*BRIEF*. Render the records below as a numbered list, omitting any blank lines.

*Stored items*.
══════════════════════════════
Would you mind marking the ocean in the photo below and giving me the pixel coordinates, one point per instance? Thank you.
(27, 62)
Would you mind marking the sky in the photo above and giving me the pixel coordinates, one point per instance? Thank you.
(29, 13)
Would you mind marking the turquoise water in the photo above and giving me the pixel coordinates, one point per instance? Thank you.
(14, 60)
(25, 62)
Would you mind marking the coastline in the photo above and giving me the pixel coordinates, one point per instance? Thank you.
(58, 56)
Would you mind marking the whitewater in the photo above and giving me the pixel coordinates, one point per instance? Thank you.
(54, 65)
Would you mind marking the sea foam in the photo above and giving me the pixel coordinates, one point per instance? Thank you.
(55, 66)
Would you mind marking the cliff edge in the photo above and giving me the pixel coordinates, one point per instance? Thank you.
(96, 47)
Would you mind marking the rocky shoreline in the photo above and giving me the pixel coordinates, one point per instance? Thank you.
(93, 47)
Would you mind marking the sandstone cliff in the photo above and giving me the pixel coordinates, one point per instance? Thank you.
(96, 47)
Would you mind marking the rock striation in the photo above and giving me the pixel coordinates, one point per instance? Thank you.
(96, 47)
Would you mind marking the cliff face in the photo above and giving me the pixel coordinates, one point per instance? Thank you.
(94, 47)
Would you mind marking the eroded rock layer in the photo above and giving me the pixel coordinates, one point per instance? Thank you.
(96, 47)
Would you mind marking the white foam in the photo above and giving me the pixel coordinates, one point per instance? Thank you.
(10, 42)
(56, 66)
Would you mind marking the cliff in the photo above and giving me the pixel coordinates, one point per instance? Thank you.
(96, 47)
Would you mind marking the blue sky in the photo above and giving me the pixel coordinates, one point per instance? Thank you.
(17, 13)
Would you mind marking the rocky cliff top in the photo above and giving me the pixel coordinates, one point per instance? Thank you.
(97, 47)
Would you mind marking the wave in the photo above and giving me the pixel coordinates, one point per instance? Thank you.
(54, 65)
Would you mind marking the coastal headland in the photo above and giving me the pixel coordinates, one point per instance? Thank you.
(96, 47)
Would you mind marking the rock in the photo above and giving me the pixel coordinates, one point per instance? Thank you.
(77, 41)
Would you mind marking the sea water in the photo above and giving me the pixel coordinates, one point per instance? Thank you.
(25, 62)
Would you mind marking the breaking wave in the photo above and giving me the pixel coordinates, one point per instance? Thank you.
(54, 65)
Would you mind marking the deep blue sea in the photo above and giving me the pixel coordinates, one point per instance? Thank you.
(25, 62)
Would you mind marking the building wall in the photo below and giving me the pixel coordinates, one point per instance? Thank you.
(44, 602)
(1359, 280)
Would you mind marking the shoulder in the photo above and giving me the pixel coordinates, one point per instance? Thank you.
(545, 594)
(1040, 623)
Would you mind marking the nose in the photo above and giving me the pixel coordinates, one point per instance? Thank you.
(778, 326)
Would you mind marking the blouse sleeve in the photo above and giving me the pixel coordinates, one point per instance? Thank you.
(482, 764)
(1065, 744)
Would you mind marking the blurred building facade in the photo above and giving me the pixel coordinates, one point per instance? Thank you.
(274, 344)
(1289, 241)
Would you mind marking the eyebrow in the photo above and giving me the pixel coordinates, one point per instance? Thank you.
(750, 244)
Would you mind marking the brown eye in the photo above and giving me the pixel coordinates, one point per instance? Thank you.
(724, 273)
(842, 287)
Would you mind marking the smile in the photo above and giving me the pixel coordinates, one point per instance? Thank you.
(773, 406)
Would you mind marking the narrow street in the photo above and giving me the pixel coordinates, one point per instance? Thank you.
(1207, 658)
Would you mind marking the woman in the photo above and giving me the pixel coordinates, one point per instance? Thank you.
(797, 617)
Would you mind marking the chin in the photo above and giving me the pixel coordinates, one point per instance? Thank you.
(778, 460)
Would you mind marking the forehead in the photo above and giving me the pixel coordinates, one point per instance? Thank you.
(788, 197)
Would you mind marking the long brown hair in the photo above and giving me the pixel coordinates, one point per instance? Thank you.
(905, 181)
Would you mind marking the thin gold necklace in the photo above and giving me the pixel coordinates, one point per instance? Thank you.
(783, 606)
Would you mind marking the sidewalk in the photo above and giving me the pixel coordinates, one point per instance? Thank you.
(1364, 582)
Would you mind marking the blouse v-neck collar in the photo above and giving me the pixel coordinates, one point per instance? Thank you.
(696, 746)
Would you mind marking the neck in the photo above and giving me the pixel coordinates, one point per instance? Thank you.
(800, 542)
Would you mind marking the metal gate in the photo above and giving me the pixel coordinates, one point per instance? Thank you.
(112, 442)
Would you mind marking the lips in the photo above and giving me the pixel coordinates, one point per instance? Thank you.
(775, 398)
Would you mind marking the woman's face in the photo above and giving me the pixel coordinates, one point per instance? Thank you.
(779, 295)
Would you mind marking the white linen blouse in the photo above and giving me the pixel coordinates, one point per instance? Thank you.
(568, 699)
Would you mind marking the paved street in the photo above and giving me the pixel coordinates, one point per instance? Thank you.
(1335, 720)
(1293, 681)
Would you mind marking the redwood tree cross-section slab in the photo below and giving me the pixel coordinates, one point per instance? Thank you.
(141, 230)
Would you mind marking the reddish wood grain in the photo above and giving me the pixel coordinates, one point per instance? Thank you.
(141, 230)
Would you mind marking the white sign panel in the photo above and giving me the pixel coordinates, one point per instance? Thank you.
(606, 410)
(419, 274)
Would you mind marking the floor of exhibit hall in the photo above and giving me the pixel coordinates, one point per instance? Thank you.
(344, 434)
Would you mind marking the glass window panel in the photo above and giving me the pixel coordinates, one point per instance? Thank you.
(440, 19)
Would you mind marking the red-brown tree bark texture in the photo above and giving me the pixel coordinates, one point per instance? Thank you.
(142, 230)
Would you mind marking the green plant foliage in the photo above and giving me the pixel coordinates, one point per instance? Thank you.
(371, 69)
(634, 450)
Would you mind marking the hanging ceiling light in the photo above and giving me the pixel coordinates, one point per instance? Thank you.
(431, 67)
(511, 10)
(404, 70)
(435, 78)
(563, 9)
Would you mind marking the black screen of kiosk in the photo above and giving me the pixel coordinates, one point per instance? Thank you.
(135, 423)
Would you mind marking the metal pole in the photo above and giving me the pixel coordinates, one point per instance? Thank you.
══════════════════════════════
*FULL RESPONSE*.
1. Would you mind marking the ocean in the photo below and giving me the pixel coordinates, one point per instance? Thank you.
2. (27, 62)
3. Would you mind marking the sky in the photo above and giving me the pixel coordinates, one point per instance? Thank you.
4. (29, 13)
5. Would you mind marking the turquoise water in the photo above and giving me the pixel coordinates, one point per instance? Thank you.
6. (14, 60)
7. (25, 62)
8. Would you mind marking the coastline in the photo above and giving me the pixel coordinates, one point per instance? Thank you.
9. (58, 56)
10. Would you mind marking the whitewater in the photo above and giving me the pixel coordinates, one point per instance? Thank you.
11. (54, 65)
12. Would you mind marking the sea foam in the photo above and giving me the pixel coordinates, one point per instance? Thank you.
13. (55, 66)
14. Would you mind marking the cliff edge in the photo above and giving me the pixel coordinates, one point per instance? Thank you.
15. (96, 47)
16. Would you mind marking the rocky shoreline in the photo above and giving me the pixel coordinates, one point per instance? Thank you.
17. (93, 47)
18. Would you mind marking the sandstone cliff in the photo above and giving me the pixel coordinates, one point per instance? Thank you.
19. (96, 47)
20. Would you mind marking the rock striation in the photo above and giving me the pixel coordinates, one point per instance? Thank you.
21. (96, 47)
22. Would you mind marking the cliff face in the photo above and giving me the pixel coordinates, one point per instance? Thank you.
23. (94, 47)
24. Would you mind marking the eroded rock layer in the photo above and giving me the pixel coordinates, one point per instance? Thank you.
25. (96, 47)
26. Would you mind marking the white foam in the photo above and giving me the pixel coordinates, one point per instance? Thank you.
27. (10, 42)
28. (56, 66)
29. Would you mind marking the cliff in the photo above and giving me the pixel coordinates, one point per instance? Thank you.
30. (96, 47)
31. Would you mind marking the blue sky in the photo above and giving me the pixel coordinates, one point per instance? Thank you.
32. (17, 13)
33. Would you mind marking the rocky cliff top in the photo above and giving me the pixel coordinates, one point per instance? Thank you.
34. (97, 47)
35. Would you mind marking the wave in the photo above and giving me the pixel coordinates, one point per instance? Thank you.
36. (54, 65)
37. Would you mind marking the coastal headland in the photo above and giving me the pixel coordinates, one point per instance? Thank you.
38. (96, 47)
39. Would you mind marking the rock in the photo above and giving me the pixel coordinates, one point per instance? Thank you.
40. (77, 41)
41. Would you mind marking the sea water in the photo above and giving me the pixel coordinates, one point per instance? Thank you.
42. (25, 62)
43. Would you mind marking the breaking wave in the photo above and giving me the pixel coordinates, one point per instance? Thank you.
44. (54, 65)
45. Would you mind marking the deep blue sea in the photo above and giving me the pixel coordinates, one point per instance? Thank you.
46. (25, 62)
47. Would you mind marking the building wall in the photo below and giving me the pixel coordinates, one point per instance? Thank you.
48. (44, 602)
49. (1359, 280)
50. Would you mind marking the shoulder in the photo above and giving me the pixel coordinates, one point per instance? Thank you.
51. (545, 594)
52. (1040, 623)
53. Would you mind marking the nose in the photo above and giving me the pixel coordinates, one point per instance? Thank you.
54. (778, 326)
55. Would you mind marking the blouse sleeve in the photo above and giving me the pixel coordinates, one point per instance? Thank you.
56. (482, 764)
57. (1065, 744)
58. Would you mind marking the blurred building facade in the photo above and giving me the pixel coordinates, one point per instance? Thank you.
59. (274, 344)
60. (1289, 241)
61. Would you mind marking the eyebrow in the photo above and giving me the pixel coordinates, one point per instance? Thank you.
62. (750, 244)
63. Would you mind marking the brown eye in the photo above and giving me the pixel coordinates, one point per instance? Thank you.
64. (724, 273)
65. (842, 287)
66. Would you mind marking the smile in the photo above and giving me the pixel coordinates, one point per instance? Thank you.
67. (773, 406)
68. Would you mind marking the narrow street in the photo above and giving me the pixel coordinates, one point per instance? Thank you.
69. (1207, 658)
70. Would you mind marking the woman in the photo above and giving me the pixel coordinates, one point per instance? Thank you.
71. (797, 617)
72. Would you mind marking the chin in the photo above and giving me the pixel coordinates, one point per instance? Thank you.
73. (778, 460)
74. Would you mind marking the forehead in the photo above and giving me the pixel coordinates, one point per instance? Thank you.
75. (788, 197)
76. Would you mind marking the long brown hair in the photo above and giving me the pixel coordinates, one point per instance? Thank you.
77. (905, 181)
78. Would you mind marking the thin gold necklace in the photo above and giving me the pixel coordinates, one point per instance? Thank you.
79. (783, 606)
80. Would you mind marking the sidewalk in the photo above and giving me the pixel coordinates, one point per instance? Thank you.
81. (1364, 582)
82. Would you mind marking the blouse v-neck collar in the photo above and giving me the pixel coordinates, one point per instance? Thank you.
83. (696, 746)
84. Would you mind marking the neck in the photo above and giving me the pixel coordinates, one point per instance? Thank you.
85. (800, 542)
86. Would you mind marking the metal gate in the photo above and giving me the pixel coordinates, one point per instance? Thank you.
87. (112, 442)
88. Would you mind marking the lips in the photo above and giving me the pixel coordinates, one point per instance? Thank you.
89. (775, 398)
90. Would you mind marking the woman's face in the photo above and giving me the pixel coordinates, one point per instance? Thank you.
91. (779, 295)
92. Would you mind marking the white linen blouse in the photo above and giving me the pixel coordinates, one point per instance? Thank you.
93. (568, 699)
94. Would you mind marking the paved street in the photo above and giving me the pixel coordinates, one point per instance? Thank you.
95. (1335, 720)
96. (1293, 681)
97. Would you mind marking the redwood tree cross-section slab in the photo below and giving me the pixel coordinates, one point per instance? Thank you.
98. (141, 230)
99. Would you mind marking the reddish wood grain in the photo above and giving me the pixel coordinates, one point per instance? Thank you.
100. (141, 230)
101. Would you mind marking the white sign panel in the photo above and giving me the pixel coordinates, one point per instance? Thank you.
102. (606, 410)
103. (419, 274)
104. Would you mind marking the floor of exhibit hall in the photo above and giving me the pixel coordinates, one point per instance? Thank you.
105. (344, 434)
106. Would you mind marking the glass window panel in the photo above and giving me the pixel coordinates, one point per instance? Thank you.
107. (440, 19)
108. Would you mind marking the red-brown tree bark texture in the photo above and giving me the pixel coordinates, one point per instance? Thank you.
109. (142, 230)
110. Would you mind marking the green plant foliage in the photo above and giving me the pixel coordinates, one point per instance? Thank you.
111. (371, 69)
112. (634, 450)
113. Would you mind marking the hanging ceiling light in the photo above and giving me the pixel coordinates, one point per instance? Thank you.
114. (431, 67)
115. (511, 10)
116. (404, 70)
117. (435, 78)
118. (563, 9)
119. Would you mind marking the black screen of kiosk in the photo above and giving me the pixel coordinates, one point per instance? Thank you.
120. (135, 423)
121. Would you mind marking the metal pole in the photo above and giving me the pixel coordinates, one point per instance? Thank you.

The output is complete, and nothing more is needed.